» Work to complete
Copy each line from the data that has the word "metal" in it.

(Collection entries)
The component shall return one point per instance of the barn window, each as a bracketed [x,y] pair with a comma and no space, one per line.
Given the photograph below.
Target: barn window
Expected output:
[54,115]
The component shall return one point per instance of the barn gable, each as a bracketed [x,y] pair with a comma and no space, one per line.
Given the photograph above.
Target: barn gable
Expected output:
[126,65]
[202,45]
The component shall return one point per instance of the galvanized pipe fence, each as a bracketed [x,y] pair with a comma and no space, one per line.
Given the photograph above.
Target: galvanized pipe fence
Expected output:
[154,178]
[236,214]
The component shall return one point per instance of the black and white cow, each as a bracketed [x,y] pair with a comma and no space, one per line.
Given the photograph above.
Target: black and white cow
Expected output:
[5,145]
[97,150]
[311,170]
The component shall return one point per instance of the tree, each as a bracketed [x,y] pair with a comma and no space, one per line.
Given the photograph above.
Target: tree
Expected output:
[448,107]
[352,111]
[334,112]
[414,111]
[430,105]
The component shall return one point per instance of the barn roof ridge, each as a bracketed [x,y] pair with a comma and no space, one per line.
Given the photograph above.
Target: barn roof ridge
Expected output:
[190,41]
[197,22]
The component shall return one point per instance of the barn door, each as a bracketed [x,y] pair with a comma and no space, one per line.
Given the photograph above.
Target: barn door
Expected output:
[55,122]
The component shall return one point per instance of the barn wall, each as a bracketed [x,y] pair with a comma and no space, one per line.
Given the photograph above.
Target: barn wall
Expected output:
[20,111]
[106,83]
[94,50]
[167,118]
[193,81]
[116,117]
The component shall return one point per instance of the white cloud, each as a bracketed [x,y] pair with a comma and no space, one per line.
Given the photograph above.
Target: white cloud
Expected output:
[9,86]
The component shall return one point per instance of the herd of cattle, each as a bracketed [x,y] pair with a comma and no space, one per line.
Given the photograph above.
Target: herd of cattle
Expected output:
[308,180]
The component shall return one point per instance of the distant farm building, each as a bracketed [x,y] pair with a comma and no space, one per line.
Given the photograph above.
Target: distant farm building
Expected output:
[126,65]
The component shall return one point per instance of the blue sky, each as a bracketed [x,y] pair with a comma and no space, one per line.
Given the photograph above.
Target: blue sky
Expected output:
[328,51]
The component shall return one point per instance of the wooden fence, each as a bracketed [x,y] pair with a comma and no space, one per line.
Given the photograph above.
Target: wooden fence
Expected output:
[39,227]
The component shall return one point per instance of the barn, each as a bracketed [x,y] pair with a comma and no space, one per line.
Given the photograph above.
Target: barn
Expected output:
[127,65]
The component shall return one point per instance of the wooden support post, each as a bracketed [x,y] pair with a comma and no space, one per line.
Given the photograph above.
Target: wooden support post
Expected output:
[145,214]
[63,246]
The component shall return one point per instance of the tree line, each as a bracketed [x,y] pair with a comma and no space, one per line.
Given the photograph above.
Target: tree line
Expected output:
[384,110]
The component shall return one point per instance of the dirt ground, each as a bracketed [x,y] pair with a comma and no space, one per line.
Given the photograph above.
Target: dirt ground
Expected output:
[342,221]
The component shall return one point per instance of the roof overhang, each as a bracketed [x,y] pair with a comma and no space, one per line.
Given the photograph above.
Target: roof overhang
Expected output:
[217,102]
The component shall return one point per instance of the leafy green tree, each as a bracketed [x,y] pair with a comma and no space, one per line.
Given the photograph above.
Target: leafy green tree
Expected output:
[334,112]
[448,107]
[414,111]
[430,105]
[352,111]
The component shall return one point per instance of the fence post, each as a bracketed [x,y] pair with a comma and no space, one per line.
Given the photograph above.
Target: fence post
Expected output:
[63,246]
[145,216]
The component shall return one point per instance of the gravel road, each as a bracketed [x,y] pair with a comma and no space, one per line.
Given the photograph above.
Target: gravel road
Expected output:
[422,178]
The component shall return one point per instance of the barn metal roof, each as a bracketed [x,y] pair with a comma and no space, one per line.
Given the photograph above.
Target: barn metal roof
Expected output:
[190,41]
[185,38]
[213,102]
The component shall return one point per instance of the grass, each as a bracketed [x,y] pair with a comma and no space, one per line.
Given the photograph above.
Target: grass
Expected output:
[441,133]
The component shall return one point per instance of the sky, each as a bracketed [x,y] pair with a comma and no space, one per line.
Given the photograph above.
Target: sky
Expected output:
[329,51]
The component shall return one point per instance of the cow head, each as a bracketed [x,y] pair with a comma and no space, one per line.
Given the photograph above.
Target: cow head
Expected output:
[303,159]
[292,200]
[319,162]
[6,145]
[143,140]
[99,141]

» Answer space
The component shall return one point per instance of the barn metal roof, each as a bracketed [x,y] pair with a comma and no space, one per line.
Target: barn metal roof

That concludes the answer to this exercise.